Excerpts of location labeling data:
---+---
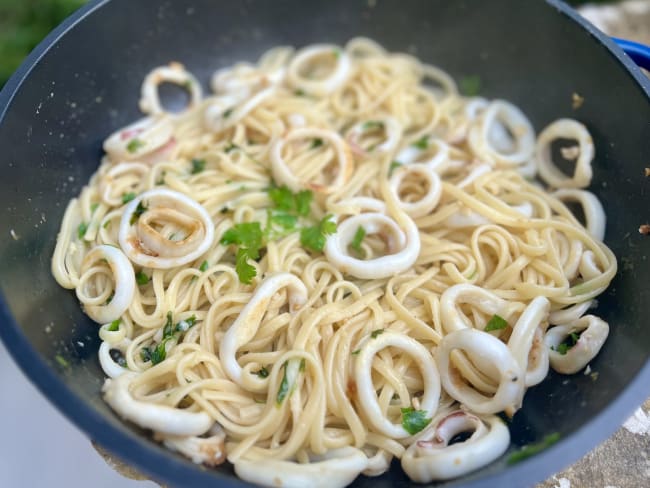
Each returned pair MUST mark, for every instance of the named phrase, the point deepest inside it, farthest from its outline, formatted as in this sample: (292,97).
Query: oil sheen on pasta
(333,261)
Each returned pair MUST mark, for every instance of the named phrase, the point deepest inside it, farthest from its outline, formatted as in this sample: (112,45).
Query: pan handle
(639,53)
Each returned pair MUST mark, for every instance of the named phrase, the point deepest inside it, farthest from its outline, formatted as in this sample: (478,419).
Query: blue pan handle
(639,53)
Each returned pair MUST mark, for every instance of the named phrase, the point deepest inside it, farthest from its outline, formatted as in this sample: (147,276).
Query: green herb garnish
(81,230)
(314,237)
(357,239)
(198,165)
(532,449)
(413,420)
(134,145)
(496,323)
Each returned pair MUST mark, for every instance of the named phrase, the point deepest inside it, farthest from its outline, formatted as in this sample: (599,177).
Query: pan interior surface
(86,84)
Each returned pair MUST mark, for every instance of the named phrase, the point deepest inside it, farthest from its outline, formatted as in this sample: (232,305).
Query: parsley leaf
(532,449)
(81,230)
(245,271)
(413,420)
(313,237)
(422,143)
(198,165)
(139,210)
(496,323)
(141,278)
(376,333)
(357,239)
(134,145)
(470,85)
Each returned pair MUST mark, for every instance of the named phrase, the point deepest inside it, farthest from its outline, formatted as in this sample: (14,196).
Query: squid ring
(145,246)
(591,206)
(366,391)
(140,138)
(479,344)
(565,128)
(123,290)
(248,322)
(513,120)
(429,201)
(594,333)
(283,175)
(407,245)
(324,85)
(173,73)
(160,418)
(428,460)
(388,125)
(336,468)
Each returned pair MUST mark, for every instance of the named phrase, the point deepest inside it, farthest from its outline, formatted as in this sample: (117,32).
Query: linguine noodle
(334,261)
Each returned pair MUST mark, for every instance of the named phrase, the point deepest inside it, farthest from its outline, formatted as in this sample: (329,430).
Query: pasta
(333,261)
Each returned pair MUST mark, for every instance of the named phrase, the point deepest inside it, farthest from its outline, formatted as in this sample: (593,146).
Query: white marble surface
(41,448)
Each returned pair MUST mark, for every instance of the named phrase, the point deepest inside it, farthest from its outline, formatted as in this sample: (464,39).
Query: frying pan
(83,82)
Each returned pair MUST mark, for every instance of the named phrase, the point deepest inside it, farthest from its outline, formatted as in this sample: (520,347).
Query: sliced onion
(146,247)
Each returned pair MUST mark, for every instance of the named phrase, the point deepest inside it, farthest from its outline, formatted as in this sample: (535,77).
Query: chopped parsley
(470,85)
(134,145)
(375,333)
(141,278)
(114,326)
(496,323)
(372,125)
(262,373)
(139,210)
(198,165)
(532,449)
(413,420)
(81,230)
(357,239)
(422,143)
(314,237)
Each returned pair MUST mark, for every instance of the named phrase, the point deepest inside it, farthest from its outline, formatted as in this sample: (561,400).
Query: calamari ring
(514,121)
(140,138)
(248,322)
(432,458)
(284,176)
(144,245)
(160,418)
(429,201)
(367,396)
(486,349)
(173,73)
(406,243)
(594,333)
(336,468)
(572,129)
(327,84)
(123,289)
(591,206)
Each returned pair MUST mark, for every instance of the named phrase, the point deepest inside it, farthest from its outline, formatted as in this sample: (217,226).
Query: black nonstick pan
(83,82)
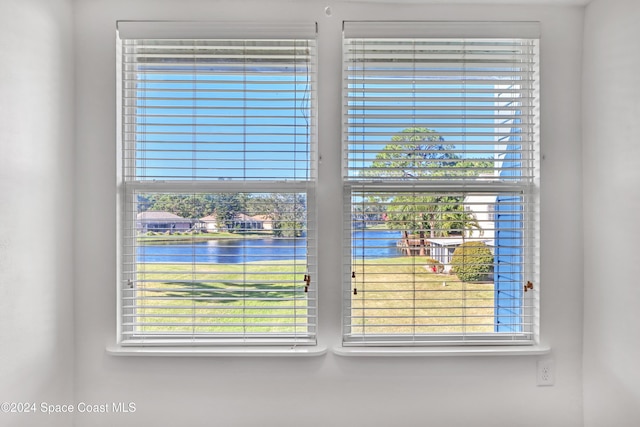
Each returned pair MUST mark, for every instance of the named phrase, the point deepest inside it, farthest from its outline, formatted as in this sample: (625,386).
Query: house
(266,221)
(59,287)
(161,222)
(244,222)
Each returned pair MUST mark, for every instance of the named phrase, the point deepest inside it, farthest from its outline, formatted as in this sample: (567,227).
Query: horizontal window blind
(440,166)
(218,109)
(218,146)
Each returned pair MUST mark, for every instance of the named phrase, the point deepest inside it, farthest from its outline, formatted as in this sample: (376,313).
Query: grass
(394,296)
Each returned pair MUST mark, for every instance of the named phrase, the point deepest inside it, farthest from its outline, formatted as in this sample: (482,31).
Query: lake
(376,243)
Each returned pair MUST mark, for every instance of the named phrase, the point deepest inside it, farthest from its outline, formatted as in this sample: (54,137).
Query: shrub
(472,262)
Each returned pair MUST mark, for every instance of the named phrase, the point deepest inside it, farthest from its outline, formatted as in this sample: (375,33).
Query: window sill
(535,350)
(257,351)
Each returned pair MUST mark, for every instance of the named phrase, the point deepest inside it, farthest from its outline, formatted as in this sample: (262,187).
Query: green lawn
(399,295)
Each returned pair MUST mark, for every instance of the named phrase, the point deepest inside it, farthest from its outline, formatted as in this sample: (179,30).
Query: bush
(472,262)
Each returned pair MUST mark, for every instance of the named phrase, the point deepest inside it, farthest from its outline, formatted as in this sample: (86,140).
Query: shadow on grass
(227,293)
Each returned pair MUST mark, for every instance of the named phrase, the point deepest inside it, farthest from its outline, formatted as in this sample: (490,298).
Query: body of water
(366,244)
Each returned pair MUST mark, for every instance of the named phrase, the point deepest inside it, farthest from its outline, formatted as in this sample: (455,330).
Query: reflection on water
(376,244)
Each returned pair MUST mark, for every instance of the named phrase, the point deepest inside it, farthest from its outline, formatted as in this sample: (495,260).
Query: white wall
(36,209)
(611,211)
(327,390)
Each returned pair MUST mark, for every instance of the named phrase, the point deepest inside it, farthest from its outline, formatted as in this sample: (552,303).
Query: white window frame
(528,188)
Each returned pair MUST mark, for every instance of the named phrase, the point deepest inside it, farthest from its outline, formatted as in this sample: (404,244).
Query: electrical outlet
(546,372)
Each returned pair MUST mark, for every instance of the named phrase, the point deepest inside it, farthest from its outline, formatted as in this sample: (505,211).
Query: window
(441,177)
(217,179)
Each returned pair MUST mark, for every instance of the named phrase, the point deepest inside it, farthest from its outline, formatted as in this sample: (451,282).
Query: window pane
(216,265)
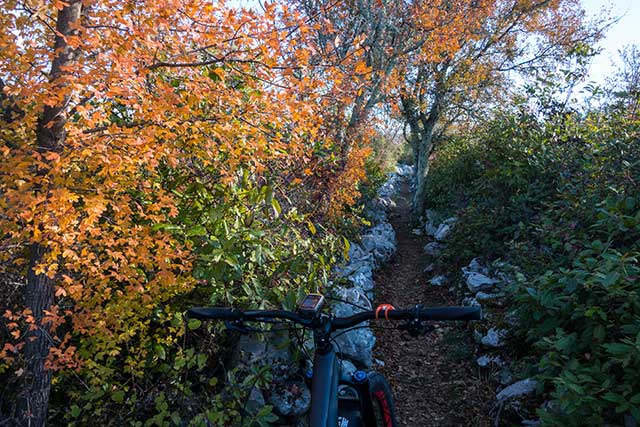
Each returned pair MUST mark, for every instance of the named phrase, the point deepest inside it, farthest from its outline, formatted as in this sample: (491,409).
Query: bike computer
(311,305)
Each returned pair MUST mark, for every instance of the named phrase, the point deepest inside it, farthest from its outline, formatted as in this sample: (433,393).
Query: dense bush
(557,196)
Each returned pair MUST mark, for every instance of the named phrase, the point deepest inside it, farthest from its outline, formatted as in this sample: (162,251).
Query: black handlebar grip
(452,313)
(214,313)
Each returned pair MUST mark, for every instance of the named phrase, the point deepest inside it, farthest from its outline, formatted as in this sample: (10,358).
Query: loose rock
(519,389)
(477,282)
(485,361)
(433,248)
(438,280)
(494,338)
(291,399)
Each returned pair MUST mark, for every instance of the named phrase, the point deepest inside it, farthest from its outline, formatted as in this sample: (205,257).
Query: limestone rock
(438,280)
(518,389)
(494,338)
(291,399)
(477,282)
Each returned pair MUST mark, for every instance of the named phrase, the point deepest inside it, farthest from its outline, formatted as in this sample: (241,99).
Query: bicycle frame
(325,381)
(324,390)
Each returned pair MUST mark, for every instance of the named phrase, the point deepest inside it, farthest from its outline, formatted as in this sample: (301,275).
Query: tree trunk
(425,146)
(422,127)
(33,400)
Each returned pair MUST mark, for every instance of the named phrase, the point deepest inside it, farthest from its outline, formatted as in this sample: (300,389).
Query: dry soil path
(433,377)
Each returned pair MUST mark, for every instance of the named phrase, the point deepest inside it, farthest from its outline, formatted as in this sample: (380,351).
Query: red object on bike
(386,308)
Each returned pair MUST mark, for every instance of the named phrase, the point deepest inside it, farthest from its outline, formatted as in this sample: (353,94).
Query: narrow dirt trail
(433,378)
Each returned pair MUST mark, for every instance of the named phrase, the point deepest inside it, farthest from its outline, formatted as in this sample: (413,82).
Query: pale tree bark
(422,128)
(33,400)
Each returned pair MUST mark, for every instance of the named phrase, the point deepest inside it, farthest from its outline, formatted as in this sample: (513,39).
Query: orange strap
(385,308)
---+---
PROBLEM STATEMENT: Repeat only the stretch of lines starting at the one containing "this sample: (380,351)." and running to the final line of the entries above.

OUTPUT OF THE TASK:
Each returned pair MUST mark, for every instance of the named phrase, the point deepest inside it, farthest from its outline, formatted as in this sample: (380,351).
Query: red object on bike
(386,308)
Each returned pair MUST mark, for every instance of the named phrase, the point deepest inside it, farthest from its outline, formatted as in this sample: (353,94).
Query: narrow dirt trail
(433,378)
Each returned pair MUST mark, for every instance of the named phrase, the point deepest inside it, farthest from its outline, formatted as in this sample: (413,82).
Query: pale tree bark
(422,128)
(33,400)
Each returned pair MUST mark, for every instance of the named phrase, the point deepest inside it, farthest from its outline, formatted as in this sample: (513,39).
Query: orange strap
(385,308)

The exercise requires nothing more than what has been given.